● **INSTRUCTIONS TO FOLLOW**
Repeat exactly each line of the data provided below.

Region annotation entries:

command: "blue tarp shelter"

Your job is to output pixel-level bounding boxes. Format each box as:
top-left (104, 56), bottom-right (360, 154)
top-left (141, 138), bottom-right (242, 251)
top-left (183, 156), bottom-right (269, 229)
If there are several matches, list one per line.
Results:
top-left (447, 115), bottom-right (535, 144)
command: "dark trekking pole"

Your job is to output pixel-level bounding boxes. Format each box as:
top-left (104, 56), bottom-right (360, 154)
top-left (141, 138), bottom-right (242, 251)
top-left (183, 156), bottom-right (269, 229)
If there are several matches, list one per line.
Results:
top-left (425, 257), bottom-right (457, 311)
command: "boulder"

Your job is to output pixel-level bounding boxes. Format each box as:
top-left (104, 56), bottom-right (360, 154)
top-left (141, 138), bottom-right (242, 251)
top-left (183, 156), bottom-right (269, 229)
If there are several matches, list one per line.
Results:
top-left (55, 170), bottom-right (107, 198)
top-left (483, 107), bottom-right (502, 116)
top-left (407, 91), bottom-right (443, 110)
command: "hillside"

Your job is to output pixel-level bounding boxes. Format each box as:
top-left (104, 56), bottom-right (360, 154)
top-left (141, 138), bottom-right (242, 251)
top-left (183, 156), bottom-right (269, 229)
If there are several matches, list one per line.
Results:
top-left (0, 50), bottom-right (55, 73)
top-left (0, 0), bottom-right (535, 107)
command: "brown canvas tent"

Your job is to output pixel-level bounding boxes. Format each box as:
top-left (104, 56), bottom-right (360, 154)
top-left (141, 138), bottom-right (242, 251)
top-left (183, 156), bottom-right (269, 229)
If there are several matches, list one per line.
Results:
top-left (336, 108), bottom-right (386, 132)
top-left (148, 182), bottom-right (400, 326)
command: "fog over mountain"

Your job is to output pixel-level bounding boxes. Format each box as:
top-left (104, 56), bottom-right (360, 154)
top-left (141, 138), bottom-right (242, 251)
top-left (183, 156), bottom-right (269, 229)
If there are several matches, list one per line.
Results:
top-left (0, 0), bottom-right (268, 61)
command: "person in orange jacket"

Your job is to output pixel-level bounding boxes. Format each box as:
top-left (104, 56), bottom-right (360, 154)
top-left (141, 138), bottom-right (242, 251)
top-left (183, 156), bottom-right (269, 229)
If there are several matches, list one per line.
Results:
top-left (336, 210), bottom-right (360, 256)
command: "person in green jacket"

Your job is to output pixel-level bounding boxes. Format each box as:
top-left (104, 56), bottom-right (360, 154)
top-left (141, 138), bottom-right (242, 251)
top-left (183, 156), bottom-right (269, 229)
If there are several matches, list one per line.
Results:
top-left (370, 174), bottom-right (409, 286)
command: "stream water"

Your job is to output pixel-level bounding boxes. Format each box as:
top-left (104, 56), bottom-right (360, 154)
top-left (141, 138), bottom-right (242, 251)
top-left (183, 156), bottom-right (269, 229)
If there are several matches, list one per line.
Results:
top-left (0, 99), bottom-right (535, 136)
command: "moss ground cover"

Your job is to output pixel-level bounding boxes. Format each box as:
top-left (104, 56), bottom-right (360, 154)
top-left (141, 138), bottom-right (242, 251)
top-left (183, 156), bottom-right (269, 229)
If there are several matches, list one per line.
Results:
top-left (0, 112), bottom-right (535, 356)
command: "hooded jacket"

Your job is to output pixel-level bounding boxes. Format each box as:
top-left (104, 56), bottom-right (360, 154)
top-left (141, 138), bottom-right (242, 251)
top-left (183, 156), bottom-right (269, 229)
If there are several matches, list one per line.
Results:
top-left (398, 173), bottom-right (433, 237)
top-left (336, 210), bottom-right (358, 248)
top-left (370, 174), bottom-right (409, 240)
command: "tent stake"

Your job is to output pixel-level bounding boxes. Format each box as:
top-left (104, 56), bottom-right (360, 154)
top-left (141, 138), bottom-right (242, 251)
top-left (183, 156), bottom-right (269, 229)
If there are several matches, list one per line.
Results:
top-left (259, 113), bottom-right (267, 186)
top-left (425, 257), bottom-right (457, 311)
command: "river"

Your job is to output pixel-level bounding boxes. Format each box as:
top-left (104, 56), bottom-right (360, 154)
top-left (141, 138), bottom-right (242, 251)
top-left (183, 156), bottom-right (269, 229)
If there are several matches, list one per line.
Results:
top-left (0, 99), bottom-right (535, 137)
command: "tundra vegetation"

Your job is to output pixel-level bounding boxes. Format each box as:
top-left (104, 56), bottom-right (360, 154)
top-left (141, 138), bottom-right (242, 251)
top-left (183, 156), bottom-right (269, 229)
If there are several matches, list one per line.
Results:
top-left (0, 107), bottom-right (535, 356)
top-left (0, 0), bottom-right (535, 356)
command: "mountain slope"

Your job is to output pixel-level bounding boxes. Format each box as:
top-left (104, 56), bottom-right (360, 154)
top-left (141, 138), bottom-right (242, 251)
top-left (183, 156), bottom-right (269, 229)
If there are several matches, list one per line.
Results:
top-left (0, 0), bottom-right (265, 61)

● **COMPLETE OUTPUT**
command: "blue tarp shelter"

Your job is to output pixel-level bounding boxes. Format each box as:
top-left (104, 56), bottom-right (360, 154)
top-left (141, 138), bottom-right (242, 251)
top-left (183, 156), bottom-right (269, 229)
If there are several matches, list one per line.
Results:
top-left (447, 115), bottom-right (535, 144)
command: "dark trekking pole"

Your job is to output pixel-level bounding boxes. Format each box as:
top-left (104, 56), bottom-right (360, 154)
top-left (141, 138), bottom-right (242, 251)
top-left (183, 156), bottom-right (269, 229)
If there are several matches, list one per line.
Results:
top-left (425, 257), bottom-right (457, 311)
command: "boulder"

Your job is to output pixel-level bounding boxes. Format each box as:
top-left (104, 56), bottom-right (360, 154)
top-left (141, 138), bottom-right (242, 251)
top-left (183, 156), bottom-right (269, 229)
If there are several matches, list one per line.
Results:
top-left (55, 170), bottom-right (107, 198)
top-left (483, 107), bottom-right (502, 116)
top-left (407, 91), bottom-right (443, 110)
command: "hillside"

Your job is to output pixel-level bounding boxes. Format each box as:
top-left (104, 56), bottom-right (360, 154)
top-left (141, 138), bottom-right (242, 251)
top-left (183, 156), bottom-right (269, 229)
If there are several matches, list one per line.
Results:
top-left (0, 50), bottom-right (55, 73)
top-left (0, 0), bottom-right (535, 107)
command: "brown canvas tent"

Your job is to output pixel-level bounding boxes. Format each box as:
top-left (104, 56), bottom-right (360, 154)
top-left (141, 138), bottom-right (242, 251)
top-left (183, 156), bottom-right (269, 229)
If there are several matches, list one per line.
Results:
top-left (336, 108), bottom-right (386, 132)
top-left (148, 182), bottom-right (400, 326)
command: "fog over mountain"

Your job is to output pixel-level bounding boxes. Format each box as:
top-left (104, 56), bottom-right (360, 154)
top-left (141, 138), bottom-right (242, 251)
top-left (183, 156), bottom-right (269, 229)
If there are several matches, list one per line.
Results:
top-left (0, 0), bottom-right (268, 61)
command: "person in orange jacket"

Your job is to output pixel-level bounding boxes. Format each box as:
top-left (104, 56), bottom-right (360, 154)
top-left (141, 138), bottom-right (242, 251)
top-left (183, 156), bottom-right (269, 229)
If there are several matches, list one per line.
Results:
top-left (336, 210), bottom-right (360, 256)
command: "person in green jacket"

Your job is to output pixel-level bounding boxes. Format each box as:
top-left (104, 56), bottom-right (360, 154)
top-left (141, 138), bottom-right (242, 251)
top-left (183, 156), bottom-right (269, 229)
If there are several matches, list one per line.
Results:
top-left (370, 174), bottom-right (409, 286)
command: "stream water"

Your job is to output pixel-level bounding boxes. Format each box as:
top-left (104, 56), bottom-right (360, 154)
top-left (141, 138), bottom-right (242, 251)
top-left (183, 156), bottom-right (269, 229)
If there are several matches, list one per line.
Results:
top-left (0, 99), bottom-right (535, 136)
command: "moss ground cover"

Your job is to output pixel-level bounding boxes. Format each box as:
top-left (104, 56), bottom-right (360, 154)
top-left (141, 138), bottom-right (242, 251)
top-left (183, 156), bottom-right (269, 229)
If there are several matches, list one per line.
Results:
top-left (0, 112), bottom-right (535, 356)
command: "hooded jacket"

Your job is to output pixel-level bounding boxes. Format each box as:
top-left (104, 56), bottom-right (360, 154)
top-left (141, 138), bottom-right (242, 251)
top-left (183, 156), bottom-right (269, 229)
If there are several matches, list one per line.
Results:
top-left (398, 173), bottom-right (433, 237)
top-left (336, 210), bottom-right (358, 248)
top-left (370, 174), bottom-right (409, 240)
command: "tent stake"

Your job is to output pixel-level bounding boxes. Format each box as:
top-left (104, 56), bottom-right (360, 154)
top-left (141, 138), bottom-right (242, 251)
top-left (183, 156), bottom-right (269, 229)
If there are several matches, list one per line.
Results:
top-left (259, 113), bottom-right (267, 186)
top-left (425, 257), bottom-right (457, 311)
command: "river"

Your job is to output pixel-level bounding boxes. Format each box as:
top-left (104, 56), bottom-right (360, 154)
top-left (141, 138), bottom-right (242, 251)
top-left (183, 156), bottom-right (269, 229)
If there are several matches, list one per line.
Results:
top-left (0, 99), bottom-right (535, 137)
command: "tundra vegetation"

Your job is to output pixel-level bounding boxes. Format each box as:
top-left (104, 56), bottom-right (360, 154)
top-left (141, 138), bottom-right (242, 251)
top-left (183, 156), bottom-right (269, 229)
If there are several matches, list one per line.
Results:
top-left (0, 107), bottom-right (535, 356)
top-left (0, 0), bottom-right (535, 356)
command: "mountain slope"

Your job is to output pixel-level bounding boxes. Format each box as:
top-left (104, 56), bottom-right (360, 154)
top-left (141, 138), bottom-right (242, 251)
top-left (183, 156), bottom-right (269, 229)
If there are several matches, list one per line.
Results:
top-left (0, 0), bottom-right (265, 61)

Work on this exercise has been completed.